>>>>>
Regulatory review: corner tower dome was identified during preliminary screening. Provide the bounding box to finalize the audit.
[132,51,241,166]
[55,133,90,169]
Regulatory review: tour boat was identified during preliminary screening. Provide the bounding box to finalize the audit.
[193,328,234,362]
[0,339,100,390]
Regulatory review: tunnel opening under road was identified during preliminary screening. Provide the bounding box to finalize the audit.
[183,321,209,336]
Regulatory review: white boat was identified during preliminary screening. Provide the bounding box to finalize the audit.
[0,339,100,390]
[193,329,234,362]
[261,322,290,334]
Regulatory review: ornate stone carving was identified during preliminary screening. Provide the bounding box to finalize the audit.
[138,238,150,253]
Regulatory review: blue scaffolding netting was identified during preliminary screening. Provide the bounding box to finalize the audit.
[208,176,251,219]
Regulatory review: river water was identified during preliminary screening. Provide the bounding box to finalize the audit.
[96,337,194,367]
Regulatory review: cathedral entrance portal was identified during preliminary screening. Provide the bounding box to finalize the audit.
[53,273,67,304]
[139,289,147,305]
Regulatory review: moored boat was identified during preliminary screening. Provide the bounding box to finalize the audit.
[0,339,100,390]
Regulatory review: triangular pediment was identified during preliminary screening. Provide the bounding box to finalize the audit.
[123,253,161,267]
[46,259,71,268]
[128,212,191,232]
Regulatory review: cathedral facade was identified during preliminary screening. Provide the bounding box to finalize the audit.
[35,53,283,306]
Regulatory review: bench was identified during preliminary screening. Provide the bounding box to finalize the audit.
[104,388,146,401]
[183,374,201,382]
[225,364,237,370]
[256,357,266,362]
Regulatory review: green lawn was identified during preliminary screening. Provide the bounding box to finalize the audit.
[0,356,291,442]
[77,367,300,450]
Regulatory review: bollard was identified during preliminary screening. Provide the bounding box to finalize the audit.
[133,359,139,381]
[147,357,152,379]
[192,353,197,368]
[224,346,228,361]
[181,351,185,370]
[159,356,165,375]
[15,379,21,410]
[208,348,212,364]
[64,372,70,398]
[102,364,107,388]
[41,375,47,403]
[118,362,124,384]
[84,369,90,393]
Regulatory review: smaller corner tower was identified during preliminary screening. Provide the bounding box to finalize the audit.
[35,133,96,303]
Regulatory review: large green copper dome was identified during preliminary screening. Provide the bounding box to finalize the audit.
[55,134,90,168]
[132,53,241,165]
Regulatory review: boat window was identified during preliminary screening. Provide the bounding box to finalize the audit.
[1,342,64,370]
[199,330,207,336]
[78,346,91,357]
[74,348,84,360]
<<<<<
>>>>>
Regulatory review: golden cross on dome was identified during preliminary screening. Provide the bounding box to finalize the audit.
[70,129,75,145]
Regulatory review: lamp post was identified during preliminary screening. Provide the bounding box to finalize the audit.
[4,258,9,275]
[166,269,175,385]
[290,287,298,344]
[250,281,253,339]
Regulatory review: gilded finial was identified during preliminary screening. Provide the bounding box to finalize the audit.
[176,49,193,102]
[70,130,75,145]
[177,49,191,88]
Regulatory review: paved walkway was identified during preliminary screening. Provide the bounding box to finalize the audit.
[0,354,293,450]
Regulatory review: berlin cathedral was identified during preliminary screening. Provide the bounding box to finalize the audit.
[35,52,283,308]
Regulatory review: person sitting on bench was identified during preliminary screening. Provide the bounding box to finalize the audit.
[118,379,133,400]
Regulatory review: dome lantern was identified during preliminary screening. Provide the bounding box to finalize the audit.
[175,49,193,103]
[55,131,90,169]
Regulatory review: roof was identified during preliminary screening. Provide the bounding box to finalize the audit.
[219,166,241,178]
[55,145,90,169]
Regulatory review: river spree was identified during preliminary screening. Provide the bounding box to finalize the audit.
<<<<<
* **Task description**: Reproduce the records verbatim from the line containing "Regulatory review: golden" through the line containing "[177,49,191,88]", with both of those lines included.

* **Task answer**:
Regulatory review: golden cross on dome was identified during preliminary screening. Provide the bounding box to finalize the audit.
[70,129,75,145]
Regulatory review: lamp post was identified during preliminary screening. Provide the bounding box to finalize the audit.
[4,258,9,275]
[166,269,175,385]
[290,287,298,344]
[250,281,253,339]
Regulatory review: gilded finial was identified during preliminary screening. Provide the bounding box to finalize the audit.
[176,49,193,102]
[70,130,75,145]
[177,49,191,88]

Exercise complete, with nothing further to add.